[Excerpt provided]

At 1M context, that's `(7813 + 128) × 512 × 2 bytes ≈ 7.7 MB` per HCA
layer call. Across ~30 HCA layers per token ≈ **230 MB of alloc-and-free
per token, on the decode hot path.**
**Fix.** Same as D3: preallocate `all_kv_buf` sized for the worst case
(HCA full history + SWA). Use `out=` parameters on the gather. Or skip
the concat entirely — the FMHA kernel can take two K/V tensors and the
mask can encode the boundary. Today it can't, but it should; this is a
real kernel-side ask (see "M5" below).
## D5 — Indexer top-k attends *only* compressed entries; SWA is appended separately. Confirm against paper
Paper §2.3.1 figure: CSA's FMHA input is
`Concatenate(selected_compressed_KV, sliding_window_KV)`. Yes, that's
what the code does at `:571`. **Architecturally correct.**
One subtle thing worth checking: the paper says the sliding window provides
*local* fine-grained context the compressor can't (since compressed entries
each represent m tokens). The current SWA window is **128** (from config).

[Work instruction a]
Rewrite the excerpt from "## D5 — Indexer" to "is **128** (from config).", changing "compressor" to "compression module".
The rows that follow are unrelated to the excerpt.

[Provided records]
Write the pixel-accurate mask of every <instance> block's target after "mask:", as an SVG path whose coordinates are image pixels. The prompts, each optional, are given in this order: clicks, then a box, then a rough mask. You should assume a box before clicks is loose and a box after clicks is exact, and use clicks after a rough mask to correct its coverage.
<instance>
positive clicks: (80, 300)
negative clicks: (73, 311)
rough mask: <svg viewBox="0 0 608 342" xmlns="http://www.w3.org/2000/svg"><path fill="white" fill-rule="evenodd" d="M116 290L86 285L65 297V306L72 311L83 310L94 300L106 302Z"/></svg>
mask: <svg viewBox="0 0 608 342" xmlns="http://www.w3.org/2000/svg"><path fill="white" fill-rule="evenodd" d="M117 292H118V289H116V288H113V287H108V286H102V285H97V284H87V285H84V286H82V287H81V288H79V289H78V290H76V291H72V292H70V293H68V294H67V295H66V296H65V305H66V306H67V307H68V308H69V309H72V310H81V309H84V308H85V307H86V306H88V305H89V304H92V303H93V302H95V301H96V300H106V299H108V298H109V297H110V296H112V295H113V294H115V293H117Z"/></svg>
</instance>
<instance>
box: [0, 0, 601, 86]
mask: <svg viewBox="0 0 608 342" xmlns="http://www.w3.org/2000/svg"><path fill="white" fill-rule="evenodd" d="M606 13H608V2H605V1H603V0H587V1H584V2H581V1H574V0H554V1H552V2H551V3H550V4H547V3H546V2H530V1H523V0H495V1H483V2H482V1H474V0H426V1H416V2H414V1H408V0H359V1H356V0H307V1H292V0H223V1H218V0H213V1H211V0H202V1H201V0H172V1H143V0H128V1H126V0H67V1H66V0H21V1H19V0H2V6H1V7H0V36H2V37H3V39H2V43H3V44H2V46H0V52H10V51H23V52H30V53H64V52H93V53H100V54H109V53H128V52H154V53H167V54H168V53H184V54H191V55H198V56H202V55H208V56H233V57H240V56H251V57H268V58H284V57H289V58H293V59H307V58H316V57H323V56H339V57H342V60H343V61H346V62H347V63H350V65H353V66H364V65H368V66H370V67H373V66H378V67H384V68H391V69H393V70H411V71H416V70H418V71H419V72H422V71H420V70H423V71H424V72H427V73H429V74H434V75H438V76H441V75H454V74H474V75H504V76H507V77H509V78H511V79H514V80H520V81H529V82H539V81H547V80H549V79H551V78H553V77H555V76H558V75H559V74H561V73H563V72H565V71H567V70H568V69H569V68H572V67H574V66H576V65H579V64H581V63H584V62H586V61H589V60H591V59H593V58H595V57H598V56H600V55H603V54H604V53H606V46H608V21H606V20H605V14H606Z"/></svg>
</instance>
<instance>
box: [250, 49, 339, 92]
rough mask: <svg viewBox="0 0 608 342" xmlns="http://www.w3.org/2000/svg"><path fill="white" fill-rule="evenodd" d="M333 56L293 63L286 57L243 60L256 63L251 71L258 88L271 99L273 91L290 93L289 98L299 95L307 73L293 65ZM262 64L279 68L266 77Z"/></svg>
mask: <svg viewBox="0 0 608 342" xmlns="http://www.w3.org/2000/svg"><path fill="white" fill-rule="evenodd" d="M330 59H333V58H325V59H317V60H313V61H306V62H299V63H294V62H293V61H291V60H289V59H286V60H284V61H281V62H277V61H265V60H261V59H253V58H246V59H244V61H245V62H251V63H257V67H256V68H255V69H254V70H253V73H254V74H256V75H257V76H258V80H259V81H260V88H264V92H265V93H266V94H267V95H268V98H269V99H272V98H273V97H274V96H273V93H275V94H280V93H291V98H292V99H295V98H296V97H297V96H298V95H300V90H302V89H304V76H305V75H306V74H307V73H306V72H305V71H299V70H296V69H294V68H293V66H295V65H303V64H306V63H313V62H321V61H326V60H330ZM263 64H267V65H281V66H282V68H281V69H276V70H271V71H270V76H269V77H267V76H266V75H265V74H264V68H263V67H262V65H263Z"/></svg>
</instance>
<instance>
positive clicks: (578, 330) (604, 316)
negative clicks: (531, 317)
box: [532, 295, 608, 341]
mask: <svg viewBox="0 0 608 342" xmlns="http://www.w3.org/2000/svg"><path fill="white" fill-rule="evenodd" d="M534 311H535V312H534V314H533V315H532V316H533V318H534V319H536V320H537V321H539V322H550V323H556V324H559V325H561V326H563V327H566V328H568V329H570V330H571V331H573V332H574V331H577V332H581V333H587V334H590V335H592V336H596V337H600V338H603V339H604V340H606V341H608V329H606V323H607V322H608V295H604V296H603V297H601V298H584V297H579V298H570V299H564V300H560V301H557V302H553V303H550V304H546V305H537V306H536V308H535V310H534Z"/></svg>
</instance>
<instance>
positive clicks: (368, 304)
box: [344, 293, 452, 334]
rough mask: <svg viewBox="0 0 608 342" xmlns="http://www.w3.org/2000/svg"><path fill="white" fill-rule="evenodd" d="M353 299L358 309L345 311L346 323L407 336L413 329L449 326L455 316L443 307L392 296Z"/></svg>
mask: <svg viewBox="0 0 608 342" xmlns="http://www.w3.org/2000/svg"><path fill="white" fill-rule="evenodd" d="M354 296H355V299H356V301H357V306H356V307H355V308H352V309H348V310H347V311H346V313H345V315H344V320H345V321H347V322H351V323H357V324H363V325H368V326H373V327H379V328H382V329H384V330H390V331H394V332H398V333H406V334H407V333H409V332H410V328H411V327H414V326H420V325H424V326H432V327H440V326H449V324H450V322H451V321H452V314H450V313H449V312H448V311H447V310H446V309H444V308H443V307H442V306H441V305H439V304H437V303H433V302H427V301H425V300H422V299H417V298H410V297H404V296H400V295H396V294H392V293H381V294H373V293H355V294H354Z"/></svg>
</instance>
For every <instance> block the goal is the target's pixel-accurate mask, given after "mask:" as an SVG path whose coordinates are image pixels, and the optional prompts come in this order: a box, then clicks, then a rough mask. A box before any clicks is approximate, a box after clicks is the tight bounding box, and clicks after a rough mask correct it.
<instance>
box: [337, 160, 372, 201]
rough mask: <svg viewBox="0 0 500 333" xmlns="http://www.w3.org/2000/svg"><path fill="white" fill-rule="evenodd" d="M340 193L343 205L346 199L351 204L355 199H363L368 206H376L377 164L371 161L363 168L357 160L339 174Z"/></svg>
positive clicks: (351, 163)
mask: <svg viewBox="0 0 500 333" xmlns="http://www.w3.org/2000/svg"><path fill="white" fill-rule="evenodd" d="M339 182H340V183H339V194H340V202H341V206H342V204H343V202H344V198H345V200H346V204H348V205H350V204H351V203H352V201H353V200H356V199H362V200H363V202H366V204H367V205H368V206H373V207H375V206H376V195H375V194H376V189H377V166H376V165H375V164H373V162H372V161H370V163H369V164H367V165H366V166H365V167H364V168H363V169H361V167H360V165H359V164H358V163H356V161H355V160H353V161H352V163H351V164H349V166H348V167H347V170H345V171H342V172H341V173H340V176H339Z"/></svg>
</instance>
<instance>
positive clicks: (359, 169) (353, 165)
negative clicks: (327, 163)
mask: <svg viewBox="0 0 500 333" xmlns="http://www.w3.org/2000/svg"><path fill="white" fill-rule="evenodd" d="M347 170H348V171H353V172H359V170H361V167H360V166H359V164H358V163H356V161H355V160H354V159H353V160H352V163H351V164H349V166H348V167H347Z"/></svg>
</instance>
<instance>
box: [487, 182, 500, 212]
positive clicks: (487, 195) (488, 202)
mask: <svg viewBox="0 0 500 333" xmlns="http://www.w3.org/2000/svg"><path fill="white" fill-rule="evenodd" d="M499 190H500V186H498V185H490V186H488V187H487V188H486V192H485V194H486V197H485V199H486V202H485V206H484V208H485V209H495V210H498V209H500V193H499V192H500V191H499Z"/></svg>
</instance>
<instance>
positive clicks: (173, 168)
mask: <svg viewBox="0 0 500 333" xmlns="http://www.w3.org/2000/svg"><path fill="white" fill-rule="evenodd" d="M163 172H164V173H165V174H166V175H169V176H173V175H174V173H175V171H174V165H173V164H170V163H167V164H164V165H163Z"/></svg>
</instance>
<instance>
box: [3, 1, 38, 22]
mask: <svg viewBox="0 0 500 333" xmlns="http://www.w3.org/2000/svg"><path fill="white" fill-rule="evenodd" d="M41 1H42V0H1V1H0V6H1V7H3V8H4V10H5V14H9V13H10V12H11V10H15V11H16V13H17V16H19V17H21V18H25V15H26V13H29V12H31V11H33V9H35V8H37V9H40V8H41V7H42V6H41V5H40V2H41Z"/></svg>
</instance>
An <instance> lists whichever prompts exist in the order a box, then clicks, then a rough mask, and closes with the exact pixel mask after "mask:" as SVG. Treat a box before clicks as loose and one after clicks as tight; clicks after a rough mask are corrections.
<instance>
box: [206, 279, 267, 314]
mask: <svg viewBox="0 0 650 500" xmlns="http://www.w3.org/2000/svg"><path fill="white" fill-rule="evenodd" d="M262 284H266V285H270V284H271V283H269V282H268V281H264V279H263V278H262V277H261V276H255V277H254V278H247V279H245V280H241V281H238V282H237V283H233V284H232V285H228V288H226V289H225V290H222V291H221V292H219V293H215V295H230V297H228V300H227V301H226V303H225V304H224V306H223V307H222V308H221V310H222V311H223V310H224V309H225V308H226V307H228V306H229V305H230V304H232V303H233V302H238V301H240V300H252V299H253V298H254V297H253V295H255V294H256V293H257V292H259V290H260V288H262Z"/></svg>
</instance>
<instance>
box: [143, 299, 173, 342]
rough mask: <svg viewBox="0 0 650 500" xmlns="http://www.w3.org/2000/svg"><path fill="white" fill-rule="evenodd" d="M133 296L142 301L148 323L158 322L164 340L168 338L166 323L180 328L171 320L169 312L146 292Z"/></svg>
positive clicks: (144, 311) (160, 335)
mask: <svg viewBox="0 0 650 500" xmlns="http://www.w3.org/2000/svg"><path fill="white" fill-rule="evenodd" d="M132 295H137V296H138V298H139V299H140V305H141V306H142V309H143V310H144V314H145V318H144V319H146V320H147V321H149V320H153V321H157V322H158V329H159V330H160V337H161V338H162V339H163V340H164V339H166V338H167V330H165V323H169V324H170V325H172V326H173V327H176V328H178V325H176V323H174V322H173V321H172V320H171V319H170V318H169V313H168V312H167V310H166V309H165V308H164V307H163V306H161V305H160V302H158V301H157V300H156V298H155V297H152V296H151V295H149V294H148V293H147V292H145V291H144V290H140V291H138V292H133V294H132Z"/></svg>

[Work instruction b]
Lay out the rows, from their first line to the line with "negative clicks: (73, 311)", as a numbered list, and skip any blank lines.

[Task response a]
## D5 — Indexer top-k attends *only* compressed entries; SWA is appended separately. Confirm against paper
Paper §2.3.1 figure: CSA's FMHA input is
`Concatenate(selected_compressed_KV, sliding_window_KV)`. Yes, that's
what the code does at `:571`. **Architecturally correct.**
One subtle thing worth checking: the paper says the sliding window provides
*local* fine-grained context the compression module can't (since compressed entries
each represent m tokens). The current SWA window is **128** (from config).

[Task response b]
1. Write the pixel-accurate mask of every <instance> block's target after "mask:", as an SVG path whose coordinates are image pixels. The prompts, each optional, are given in this order: clicks, then a box, then a rough mask. You should assume a box before clicks is loose and a box after clicks is exact, and use clicks after a rough mask to correct its coverage.
2. <instance>
3. positive clicks: (80, 300)
4. negative clicks: (73, 311)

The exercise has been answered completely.